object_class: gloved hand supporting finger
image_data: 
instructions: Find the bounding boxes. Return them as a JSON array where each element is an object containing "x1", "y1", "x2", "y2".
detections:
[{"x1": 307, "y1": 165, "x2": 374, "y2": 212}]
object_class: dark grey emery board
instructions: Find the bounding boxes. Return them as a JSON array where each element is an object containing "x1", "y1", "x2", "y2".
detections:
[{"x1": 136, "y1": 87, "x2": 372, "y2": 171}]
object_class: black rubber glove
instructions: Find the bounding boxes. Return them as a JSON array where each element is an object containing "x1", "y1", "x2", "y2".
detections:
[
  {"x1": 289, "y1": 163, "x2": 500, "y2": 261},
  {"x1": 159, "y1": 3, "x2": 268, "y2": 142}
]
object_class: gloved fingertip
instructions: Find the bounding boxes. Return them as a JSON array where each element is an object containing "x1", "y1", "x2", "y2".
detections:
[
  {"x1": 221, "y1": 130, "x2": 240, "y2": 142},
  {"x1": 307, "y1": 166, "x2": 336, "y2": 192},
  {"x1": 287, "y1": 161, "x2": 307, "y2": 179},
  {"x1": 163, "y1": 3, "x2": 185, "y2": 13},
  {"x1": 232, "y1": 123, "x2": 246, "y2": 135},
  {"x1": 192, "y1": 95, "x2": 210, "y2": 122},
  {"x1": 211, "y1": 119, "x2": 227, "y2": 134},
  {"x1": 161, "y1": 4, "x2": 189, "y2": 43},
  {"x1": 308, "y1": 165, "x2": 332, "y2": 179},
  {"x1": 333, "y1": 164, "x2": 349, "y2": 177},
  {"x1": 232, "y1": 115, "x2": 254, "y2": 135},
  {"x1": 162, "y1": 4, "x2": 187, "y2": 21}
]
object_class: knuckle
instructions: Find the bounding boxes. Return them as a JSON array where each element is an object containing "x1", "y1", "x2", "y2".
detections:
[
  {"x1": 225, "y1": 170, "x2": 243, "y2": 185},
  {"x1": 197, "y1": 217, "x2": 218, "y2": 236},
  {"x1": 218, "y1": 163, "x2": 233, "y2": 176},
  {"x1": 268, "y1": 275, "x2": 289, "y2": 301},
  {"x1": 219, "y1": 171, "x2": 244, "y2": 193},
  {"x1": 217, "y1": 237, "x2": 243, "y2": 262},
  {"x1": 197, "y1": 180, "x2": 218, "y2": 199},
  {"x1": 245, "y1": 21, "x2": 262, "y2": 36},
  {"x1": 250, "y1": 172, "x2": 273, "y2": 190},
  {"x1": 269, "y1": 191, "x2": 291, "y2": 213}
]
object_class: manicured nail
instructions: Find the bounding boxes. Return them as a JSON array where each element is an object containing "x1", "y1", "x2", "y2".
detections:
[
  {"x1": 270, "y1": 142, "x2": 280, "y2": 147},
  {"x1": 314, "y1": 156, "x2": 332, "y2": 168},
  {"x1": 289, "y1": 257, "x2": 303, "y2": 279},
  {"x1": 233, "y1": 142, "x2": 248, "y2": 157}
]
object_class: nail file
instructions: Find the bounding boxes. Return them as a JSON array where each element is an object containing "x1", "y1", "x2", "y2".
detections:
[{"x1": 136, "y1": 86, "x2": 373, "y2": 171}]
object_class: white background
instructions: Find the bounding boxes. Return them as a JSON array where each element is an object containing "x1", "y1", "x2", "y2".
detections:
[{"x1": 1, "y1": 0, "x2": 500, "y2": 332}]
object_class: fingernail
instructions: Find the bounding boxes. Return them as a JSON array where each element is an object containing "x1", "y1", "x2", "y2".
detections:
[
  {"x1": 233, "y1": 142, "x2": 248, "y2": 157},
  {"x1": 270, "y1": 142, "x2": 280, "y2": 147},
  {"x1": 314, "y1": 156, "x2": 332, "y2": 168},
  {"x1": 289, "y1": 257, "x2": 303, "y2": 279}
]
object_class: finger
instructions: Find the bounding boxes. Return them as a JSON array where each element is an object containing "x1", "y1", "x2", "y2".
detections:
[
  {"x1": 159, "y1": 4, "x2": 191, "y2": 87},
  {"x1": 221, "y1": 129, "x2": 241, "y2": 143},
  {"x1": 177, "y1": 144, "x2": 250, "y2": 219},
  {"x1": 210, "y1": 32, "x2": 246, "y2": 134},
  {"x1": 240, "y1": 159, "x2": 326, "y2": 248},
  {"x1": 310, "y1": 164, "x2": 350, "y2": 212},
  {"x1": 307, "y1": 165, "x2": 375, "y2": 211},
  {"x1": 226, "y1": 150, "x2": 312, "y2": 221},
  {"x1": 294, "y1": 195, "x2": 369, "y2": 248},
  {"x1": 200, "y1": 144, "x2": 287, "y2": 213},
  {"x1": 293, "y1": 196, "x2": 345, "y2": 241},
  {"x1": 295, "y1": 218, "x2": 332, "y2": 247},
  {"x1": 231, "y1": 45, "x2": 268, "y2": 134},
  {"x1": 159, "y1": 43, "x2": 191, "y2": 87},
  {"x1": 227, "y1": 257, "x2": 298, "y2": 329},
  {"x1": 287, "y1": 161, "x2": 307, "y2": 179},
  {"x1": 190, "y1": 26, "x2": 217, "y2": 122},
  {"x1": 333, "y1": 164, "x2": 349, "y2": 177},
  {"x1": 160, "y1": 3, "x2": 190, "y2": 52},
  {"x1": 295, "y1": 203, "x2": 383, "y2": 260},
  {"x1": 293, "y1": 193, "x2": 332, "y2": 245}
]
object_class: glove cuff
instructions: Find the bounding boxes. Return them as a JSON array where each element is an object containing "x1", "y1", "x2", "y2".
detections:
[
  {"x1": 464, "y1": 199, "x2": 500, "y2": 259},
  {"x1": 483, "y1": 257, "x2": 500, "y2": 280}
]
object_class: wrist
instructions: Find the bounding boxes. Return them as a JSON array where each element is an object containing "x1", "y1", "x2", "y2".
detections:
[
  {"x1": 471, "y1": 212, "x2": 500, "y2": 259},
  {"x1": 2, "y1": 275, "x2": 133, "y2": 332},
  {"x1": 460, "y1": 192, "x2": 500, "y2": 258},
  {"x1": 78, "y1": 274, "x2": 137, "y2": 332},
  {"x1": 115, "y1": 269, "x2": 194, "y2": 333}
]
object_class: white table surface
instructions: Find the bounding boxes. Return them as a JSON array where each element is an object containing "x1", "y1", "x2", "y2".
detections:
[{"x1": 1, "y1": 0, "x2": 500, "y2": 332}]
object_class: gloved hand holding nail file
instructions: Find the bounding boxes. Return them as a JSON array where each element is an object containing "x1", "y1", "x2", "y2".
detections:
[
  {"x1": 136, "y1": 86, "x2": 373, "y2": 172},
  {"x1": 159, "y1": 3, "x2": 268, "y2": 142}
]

========

▸ **WORK TO COMPLETE**
Report the count, and only the count, of lines in the records above that contain "gloved".

▸ **EXERCISE OUTPUT**
3